*THE TASK*
Nothing beyond the line containing "indicate the yellow wall, one" should be printed; print each line exactly from the first line of the listing below through it.
___ INPUT MATERIAL
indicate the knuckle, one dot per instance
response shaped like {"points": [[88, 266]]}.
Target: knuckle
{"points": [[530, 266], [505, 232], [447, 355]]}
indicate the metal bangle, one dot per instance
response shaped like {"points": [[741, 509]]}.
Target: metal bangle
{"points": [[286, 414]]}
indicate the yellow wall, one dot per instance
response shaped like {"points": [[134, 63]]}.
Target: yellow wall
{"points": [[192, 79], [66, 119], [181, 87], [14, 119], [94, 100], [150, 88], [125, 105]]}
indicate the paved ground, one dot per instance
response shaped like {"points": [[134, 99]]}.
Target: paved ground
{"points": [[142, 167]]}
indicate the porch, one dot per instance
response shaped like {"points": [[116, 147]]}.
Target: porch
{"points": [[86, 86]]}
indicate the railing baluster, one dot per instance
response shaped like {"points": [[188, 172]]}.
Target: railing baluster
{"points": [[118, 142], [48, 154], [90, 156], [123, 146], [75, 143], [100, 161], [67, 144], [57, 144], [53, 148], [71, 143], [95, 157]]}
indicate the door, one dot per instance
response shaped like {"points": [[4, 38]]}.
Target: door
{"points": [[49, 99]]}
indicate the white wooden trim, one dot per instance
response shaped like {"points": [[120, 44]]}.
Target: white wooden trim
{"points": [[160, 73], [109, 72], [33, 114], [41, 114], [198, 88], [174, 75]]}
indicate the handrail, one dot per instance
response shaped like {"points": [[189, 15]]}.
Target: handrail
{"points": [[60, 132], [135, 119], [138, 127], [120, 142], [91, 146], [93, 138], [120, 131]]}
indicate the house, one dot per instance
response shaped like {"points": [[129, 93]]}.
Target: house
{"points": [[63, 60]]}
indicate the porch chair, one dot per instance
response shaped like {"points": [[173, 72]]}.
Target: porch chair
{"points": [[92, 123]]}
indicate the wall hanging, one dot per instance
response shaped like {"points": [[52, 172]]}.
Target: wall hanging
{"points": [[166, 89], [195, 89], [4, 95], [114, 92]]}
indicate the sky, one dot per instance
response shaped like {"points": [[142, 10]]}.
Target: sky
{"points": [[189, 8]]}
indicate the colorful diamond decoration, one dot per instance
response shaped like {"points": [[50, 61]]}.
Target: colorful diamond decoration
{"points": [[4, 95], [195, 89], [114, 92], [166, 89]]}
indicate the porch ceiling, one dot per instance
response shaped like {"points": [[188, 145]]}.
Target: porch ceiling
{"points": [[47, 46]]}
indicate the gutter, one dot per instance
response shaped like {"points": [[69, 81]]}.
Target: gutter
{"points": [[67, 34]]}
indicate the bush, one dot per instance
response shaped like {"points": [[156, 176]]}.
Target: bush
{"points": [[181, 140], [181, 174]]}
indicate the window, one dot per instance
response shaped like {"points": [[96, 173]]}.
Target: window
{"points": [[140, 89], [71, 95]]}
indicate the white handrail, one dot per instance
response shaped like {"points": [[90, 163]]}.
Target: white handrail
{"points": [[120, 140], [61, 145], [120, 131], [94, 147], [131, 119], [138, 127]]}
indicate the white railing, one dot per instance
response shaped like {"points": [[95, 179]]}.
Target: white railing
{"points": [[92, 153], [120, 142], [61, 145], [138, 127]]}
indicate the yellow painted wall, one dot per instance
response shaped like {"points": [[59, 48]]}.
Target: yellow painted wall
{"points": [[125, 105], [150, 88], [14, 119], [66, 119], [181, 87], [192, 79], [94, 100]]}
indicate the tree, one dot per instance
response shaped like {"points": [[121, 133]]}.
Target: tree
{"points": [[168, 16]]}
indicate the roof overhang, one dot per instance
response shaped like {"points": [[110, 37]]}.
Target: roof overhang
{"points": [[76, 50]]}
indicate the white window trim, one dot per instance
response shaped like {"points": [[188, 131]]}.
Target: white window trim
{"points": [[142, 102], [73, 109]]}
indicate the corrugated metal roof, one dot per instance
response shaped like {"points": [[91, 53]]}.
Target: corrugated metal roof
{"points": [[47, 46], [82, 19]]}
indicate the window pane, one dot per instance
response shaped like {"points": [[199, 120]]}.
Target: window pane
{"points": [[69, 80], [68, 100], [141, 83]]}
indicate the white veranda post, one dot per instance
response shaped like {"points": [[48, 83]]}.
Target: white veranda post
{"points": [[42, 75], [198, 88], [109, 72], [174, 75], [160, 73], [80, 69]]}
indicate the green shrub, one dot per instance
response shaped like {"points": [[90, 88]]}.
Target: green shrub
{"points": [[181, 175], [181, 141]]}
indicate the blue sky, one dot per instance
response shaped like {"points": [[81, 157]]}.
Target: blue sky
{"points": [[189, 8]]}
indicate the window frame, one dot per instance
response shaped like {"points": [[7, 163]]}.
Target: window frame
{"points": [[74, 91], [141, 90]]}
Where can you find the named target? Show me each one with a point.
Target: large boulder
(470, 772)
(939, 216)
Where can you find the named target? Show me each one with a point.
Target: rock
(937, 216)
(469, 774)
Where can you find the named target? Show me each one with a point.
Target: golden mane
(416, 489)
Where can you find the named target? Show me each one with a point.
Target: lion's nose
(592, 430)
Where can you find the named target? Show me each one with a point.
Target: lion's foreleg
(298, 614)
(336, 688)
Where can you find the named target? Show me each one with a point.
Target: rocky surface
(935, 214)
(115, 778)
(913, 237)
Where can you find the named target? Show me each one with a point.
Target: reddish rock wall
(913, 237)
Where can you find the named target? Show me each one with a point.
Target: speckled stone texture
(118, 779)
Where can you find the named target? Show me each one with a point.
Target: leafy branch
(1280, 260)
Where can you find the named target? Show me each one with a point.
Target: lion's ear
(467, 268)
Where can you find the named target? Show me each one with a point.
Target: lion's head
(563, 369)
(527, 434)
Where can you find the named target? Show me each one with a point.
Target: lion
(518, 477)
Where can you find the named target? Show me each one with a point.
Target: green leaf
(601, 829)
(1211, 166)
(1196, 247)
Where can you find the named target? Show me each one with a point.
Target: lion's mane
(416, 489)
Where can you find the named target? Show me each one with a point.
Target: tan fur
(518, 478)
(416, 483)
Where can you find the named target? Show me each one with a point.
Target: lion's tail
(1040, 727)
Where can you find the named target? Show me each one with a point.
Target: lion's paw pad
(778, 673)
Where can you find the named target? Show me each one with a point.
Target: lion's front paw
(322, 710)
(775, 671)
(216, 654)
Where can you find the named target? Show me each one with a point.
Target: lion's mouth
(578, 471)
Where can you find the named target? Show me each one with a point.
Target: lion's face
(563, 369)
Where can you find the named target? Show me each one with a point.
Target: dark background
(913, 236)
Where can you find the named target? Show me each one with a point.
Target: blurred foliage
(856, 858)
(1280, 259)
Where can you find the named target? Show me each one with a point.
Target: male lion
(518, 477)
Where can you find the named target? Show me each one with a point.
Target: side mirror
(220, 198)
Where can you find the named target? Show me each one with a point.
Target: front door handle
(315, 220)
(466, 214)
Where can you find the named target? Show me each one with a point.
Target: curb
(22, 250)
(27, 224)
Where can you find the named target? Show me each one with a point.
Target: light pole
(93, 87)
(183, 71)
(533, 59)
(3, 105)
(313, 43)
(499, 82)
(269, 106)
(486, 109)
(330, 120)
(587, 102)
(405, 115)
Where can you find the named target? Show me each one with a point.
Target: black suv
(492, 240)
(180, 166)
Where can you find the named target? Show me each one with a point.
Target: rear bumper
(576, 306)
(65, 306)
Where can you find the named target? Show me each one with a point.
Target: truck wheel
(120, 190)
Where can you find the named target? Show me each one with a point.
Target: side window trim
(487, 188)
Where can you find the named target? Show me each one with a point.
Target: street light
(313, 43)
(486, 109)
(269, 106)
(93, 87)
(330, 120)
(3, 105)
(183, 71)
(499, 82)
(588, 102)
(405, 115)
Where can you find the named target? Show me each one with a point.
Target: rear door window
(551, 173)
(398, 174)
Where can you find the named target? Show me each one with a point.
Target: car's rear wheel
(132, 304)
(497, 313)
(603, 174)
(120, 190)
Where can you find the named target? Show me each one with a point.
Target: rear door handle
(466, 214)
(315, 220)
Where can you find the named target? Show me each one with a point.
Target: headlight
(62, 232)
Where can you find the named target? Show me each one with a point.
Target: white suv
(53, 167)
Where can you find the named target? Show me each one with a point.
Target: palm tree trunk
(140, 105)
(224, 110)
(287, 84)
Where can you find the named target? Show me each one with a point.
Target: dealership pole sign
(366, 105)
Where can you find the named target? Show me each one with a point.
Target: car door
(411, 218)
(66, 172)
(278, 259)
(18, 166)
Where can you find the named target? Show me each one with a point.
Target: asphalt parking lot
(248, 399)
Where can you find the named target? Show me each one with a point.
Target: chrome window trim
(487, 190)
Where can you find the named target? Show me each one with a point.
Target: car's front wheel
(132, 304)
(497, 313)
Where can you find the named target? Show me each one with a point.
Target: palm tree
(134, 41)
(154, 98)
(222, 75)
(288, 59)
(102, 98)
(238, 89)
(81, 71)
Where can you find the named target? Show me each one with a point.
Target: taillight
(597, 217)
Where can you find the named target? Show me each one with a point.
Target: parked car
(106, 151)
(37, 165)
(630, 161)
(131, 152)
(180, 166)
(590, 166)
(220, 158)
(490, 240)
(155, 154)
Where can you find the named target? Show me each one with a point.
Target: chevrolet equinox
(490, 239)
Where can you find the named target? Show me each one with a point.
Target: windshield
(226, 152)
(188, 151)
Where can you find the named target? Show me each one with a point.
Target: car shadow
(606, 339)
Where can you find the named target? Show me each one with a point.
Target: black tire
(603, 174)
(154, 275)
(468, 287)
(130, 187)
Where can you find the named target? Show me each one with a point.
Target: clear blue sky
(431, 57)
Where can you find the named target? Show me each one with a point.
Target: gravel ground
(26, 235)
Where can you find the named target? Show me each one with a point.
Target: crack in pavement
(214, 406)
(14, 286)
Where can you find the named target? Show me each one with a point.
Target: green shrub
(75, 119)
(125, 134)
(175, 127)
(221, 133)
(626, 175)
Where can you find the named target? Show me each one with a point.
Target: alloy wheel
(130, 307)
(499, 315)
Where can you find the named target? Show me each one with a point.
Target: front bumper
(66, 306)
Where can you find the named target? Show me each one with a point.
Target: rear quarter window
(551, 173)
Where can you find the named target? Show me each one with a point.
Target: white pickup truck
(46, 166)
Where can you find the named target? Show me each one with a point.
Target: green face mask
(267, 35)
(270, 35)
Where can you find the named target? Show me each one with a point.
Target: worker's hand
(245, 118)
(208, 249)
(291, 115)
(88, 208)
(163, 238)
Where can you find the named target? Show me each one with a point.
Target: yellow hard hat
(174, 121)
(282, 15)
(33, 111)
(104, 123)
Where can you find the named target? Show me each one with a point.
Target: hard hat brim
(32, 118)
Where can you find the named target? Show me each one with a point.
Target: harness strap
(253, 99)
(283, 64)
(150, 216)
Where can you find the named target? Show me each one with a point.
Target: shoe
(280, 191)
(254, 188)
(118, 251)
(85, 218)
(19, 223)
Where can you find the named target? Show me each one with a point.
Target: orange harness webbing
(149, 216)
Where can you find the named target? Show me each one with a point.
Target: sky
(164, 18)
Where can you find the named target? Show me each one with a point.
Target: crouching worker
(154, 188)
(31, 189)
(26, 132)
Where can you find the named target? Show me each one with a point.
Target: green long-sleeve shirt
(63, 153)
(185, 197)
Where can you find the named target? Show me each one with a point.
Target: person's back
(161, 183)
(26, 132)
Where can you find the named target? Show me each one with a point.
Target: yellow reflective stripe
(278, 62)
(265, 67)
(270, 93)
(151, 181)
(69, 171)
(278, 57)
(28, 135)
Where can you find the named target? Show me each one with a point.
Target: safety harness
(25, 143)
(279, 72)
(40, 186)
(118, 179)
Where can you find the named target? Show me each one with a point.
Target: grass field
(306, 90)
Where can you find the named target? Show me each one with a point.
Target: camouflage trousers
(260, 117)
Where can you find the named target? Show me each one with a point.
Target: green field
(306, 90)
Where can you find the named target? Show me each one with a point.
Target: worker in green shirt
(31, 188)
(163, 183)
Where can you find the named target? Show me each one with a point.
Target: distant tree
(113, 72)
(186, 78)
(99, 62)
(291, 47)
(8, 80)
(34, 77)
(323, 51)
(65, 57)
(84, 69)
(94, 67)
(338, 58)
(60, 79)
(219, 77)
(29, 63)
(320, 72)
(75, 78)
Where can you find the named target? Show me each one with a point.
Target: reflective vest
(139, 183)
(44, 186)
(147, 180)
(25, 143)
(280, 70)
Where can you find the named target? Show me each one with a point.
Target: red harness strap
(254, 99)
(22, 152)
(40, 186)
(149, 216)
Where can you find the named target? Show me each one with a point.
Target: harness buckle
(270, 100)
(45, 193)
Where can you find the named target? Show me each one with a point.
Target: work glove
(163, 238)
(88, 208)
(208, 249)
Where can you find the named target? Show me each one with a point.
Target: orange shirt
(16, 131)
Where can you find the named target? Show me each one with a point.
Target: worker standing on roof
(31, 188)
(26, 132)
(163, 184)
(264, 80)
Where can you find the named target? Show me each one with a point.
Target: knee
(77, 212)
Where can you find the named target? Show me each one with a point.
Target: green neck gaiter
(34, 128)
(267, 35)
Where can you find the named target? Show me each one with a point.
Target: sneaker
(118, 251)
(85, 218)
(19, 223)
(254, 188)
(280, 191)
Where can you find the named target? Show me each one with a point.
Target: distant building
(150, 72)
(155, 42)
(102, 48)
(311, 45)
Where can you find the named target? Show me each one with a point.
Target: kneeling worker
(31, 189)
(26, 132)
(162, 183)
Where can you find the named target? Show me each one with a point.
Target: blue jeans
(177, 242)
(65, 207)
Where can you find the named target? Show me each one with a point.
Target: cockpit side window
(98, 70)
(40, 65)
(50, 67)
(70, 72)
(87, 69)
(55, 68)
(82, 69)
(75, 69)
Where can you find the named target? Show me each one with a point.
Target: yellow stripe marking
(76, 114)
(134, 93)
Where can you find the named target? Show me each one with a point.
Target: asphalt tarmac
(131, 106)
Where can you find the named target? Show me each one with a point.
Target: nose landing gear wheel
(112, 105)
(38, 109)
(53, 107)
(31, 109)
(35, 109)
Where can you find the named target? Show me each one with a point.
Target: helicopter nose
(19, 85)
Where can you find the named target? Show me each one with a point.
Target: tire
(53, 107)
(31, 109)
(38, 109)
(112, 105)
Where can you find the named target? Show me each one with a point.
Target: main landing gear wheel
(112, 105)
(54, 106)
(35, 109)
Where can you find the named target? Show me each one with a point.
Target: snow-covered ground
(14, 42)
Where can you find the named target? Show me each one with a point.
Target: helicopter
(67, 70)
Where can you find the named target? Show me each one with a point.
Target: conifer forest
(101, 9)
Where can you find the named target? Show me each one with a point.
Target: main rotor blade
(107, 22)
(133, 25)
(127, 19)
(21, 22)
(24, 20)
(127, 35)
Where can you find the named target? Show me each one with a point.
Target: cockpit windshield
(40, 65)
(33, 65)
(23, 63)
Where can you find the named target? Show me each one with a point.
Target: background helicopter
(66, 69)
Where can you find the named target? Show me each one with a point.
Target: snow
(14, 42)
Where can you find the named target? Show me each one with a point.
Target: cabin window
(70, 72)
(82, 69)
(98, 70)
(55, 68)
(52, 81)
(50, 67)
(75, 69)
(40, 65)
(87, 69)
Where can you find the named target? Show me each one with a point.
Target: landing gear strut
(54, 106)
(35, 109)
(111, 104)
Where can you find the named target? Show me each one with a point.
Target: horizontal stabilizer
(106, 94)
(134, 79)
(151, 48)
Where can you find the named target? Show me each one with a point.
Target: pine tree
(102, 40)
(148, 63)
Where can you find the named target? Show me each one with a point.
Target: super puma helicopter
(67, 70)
______
*TASK OUTPUT*
indicate the knuckle, one dot per instance
response shaped like {"points": [[88, 266]]}.
Target: knuckle
{"points": [[530, 266], [505, 232], [447, 355]]}
indicate the metal bangle, one dot per instance
response shaped like {"points": [[741, 509]]}.
Target: metal bangle
{"points": [[286, 414]]}
indicate the yellow wall, one dot per instance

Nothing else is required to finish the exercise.